▸ PASSAGE SHOWN
Reputation: 168
I'm new to TensorFlow and am training a SOM model based on Sachin Joglekar's blog (https://codesachin.wordpress.com/2015/11/28/self-organizing-maps-with-googles-tensorflow/) using multiple CSV files as input. I followed the tutorial at https://www.tensorflow.org/programmers_guide/reading_data for reading from a CSV file queue in minibatches. My code is running, but I want to print out the decoded CSV input from the reader to verify that the input pipeline is working correctly. Since the CSV file input is not part of the graph, I am unable to print it using Tensor.eval(self.sess). When I try to print out the decoded record labels using self.label.eval(session = tf.Session(graph=self.label.graph)), my script hangs and does not give any output. Is there a way for me to verify that my input pipeline is working? Here are the relevant snippets of my code:
Main function
def main(argv):
som = SOM(somDim1, somDim2, windowSizes[win], iterations, learningRate,
neighborhood, fileNameList, batchSize)
som.train(batchSize, fileNameList, windowSizes[win])
Graph
def __init__(self, m, n, dim, iterations, alpha, sigma, fileNameList, batchSize):
##INITIALIZE GRAPH
self.graph = tf.Graph()

▸ DATA
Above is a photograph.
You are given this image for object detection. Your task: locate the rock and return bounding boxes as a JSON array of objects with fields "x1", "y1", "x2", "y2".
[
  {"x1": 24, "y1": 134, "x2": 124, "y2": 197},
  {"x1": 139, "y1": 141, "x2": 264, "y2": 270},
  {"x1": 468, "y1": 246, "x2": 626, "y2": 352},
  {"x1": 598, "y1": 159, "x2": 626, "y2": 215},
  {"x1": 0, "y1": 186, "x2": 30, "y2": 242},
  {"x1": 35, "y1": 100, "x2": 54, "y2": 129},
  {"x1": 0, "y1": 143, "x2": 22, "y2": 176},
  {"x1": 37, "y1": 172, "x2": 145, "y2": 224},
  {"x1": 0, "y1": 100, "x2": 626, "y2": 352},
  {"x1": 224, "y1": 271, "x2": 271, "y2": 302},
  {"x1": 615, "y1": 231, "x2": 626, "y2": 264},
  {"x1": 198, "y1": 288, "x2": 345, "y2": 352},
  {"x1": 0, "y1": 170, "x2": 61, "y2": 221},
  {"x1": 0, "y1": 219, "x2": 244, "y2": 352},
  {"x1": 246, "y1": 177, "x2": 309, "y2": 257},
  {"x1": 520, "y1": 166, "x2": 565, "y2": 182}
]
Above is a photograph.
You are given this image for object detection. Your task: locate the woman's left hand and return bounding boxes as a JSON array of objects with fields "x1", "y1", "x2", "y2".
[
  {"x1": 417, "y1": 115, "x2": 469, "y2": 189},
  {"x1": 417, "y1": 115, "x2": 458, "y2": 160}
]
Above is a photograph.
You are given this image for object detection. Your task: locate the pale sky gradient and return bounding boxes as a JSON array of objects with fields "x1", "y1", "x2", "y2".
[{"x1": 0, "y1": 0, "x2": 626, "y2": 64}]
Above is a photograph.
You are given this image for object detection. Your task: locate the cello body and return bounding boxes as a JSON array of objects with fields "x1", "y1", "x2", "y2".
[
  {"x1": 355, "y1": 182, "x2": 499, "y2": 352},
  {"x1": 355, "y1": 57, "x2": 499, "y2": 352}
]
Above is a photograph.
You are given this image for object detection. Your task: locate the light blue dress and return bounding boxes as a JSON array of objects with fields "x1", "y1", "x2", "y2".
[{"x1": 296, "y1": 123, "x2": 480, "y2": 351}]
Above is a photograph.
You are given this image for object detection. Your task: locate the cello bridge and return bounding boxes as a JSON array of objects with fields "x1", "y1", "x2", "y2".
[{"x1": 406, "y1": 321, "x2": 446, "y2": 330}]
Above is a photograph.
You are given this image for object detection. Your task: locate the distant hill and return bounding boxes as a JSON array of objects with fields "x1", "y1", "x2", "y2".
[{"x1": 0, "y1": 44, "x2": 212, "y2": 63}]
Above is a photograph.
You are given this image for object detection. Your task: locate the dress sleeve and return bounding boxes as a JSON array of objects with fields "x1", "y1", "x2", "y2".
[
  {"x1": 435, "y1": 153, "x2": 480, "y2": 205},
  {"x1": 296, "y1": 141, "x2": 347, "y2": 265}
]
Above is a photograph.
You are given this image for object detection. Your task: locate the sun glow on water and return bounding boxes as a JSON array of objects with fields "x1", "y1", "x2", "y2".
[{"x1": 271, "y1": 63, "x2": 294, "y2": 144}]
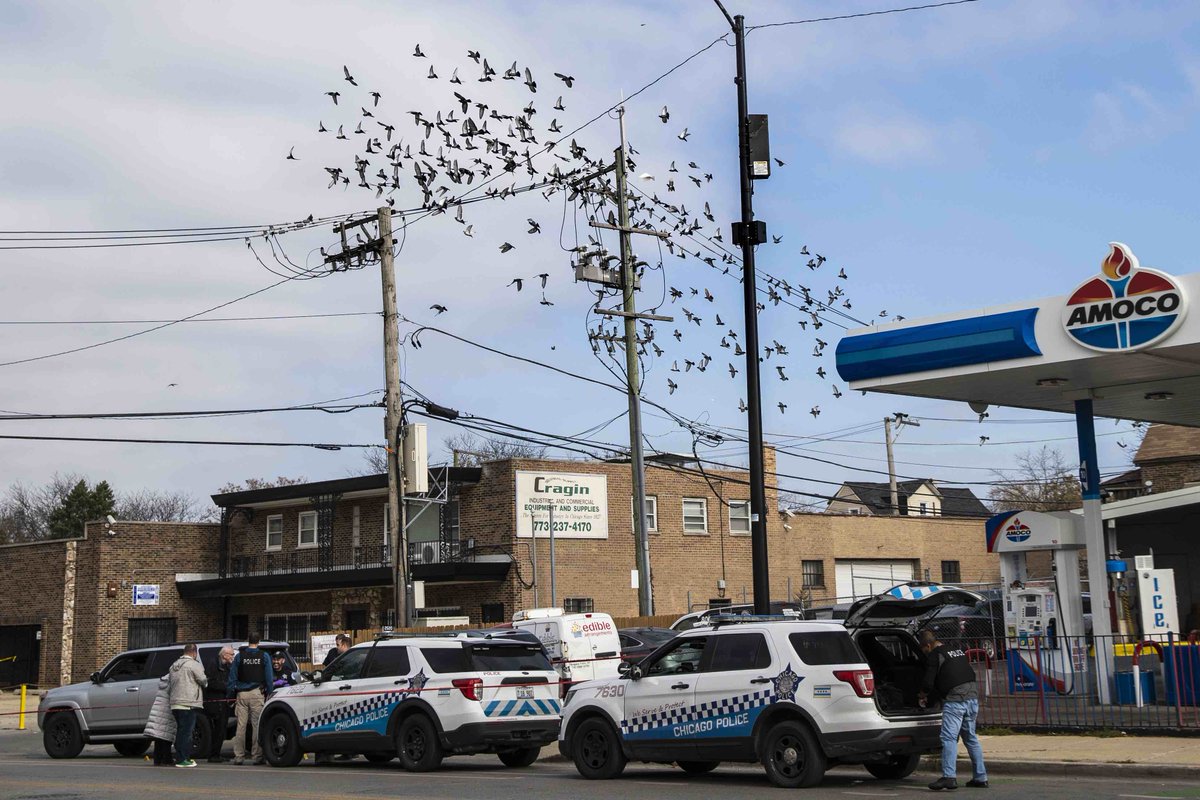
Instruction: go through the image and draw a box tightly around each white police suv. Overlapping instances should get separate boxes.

--

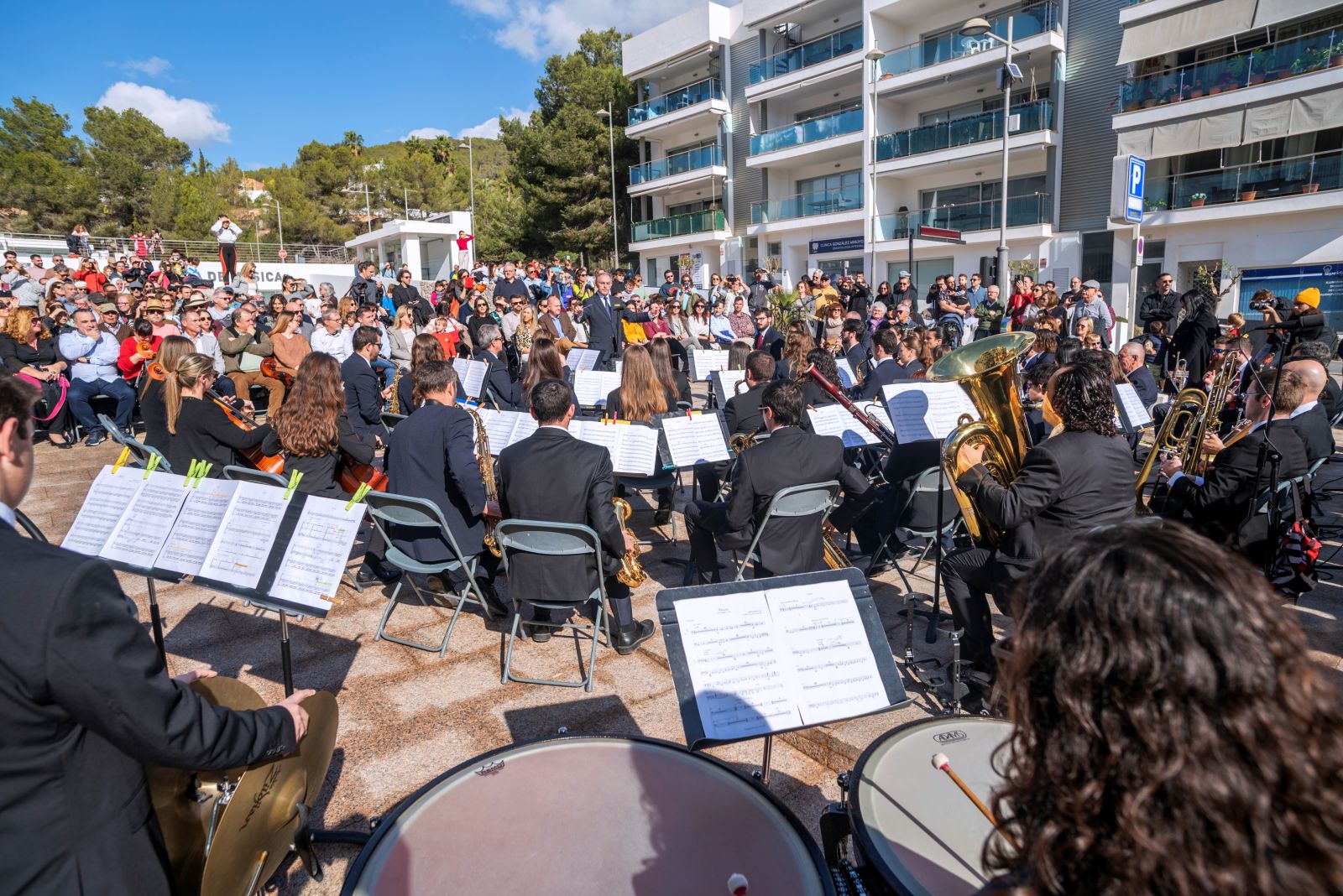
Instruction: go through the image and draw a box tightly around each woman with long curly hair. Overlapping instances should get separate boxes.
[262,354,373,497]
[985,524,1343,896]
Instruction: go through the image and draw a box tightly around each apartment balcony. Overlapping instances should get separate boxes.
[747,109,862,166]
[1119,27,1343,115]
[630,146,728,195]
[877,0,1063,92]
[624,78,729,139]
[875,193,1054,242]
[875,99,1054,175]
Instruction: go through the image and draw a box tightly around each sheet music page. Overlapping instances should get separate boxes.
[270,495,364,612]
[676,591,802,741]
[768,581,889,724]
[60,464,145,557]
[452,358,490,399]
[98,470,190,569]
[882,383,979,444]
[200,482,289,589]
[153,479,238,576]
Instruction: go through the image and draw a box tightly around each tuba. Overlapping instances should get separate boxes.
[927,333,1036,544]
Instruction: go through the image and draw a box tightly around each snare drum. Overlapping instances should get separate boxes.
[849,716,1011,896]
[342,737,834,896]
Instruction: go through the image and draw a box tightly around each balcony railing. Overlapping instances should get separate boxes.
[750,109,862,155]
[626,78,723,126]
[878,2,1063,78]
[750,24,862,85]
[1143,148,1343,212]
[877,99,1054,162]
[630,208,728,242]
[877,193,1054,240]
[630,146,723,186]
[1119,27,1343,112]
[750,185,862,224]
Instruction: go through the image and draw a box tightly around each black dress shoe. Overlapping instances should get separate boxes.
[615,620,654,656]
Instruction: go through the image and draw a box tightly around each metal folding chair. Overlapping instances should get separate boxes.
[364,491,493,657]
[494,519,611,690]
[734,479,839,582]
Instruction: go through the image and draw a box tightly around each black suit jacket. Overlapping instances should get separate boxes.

▸ CHALLENGE A
In the TensorFlow post, what happens when the writer tries to print the decoded record labels with a new session?
▸ CHALLENGE B
Please carry on the TensorFlow post from the point where it stops.

▸ RESULT A
The script hangs and gives no output.

▸ RESULT B
##POPULATE GRAPH WITH NECESSARY COMPONENTS
with self.graph.as_default():
##PLACEHOLDERS FOR TRAINING INPUTS
#These should be placeholders according to the TensorFlow framework,
#but we are declaring them as variables so that we can assign them directly
#to values read in from the CSV files.
batchInputLg = np.zeros((dim, batchSize))
labelFloat = np.zeros((3, batchSize))
self.label = tf.cast(labelFloat, "string")
self.batchInput = tf.cast(batchInputLg, "float32")
"""
...the rest of the graph...
"""
self.trainingOp = tf.assign(self.weightageVects, newWeightagesOp)
##INITIALIZE SESSION
self.sess = tf.Session()
##INITIALIZE VARIABLES
initOp = tf.global_variables_initializer()
self.sess.run(initOp)
Input pipeline functions
"""
Read in the features and metadata from the CSV files for each chromosome.
"""
def readFromCsv(self, fileNameQ, dim):
reader = tf.TextLineReader()
_, csvLine = reader.read(fileNameQ)
recordDefaults = [["\0"] for cl in range(dim - 1)]
recordStr = tf.decode_csv(csvLine, record_defaults=recordDefaults)
self.label = tf.stack(recordStr[0:2])
#self.label.eval(session = tf.Session(graph=self.label.graph))
self.features = tf.to_float(tf.stack(recordStr[3:dim - 1]))
return (self.features, self.label)
"""
Read in the features and metadata from the CSV files for each chromosome.
"""
def inputPipeline(self, batchSize, fileNameList, dim, num_epochs=None):
fileNameQ = tf.train.string_input_producer(fileNameList, shuffle = True)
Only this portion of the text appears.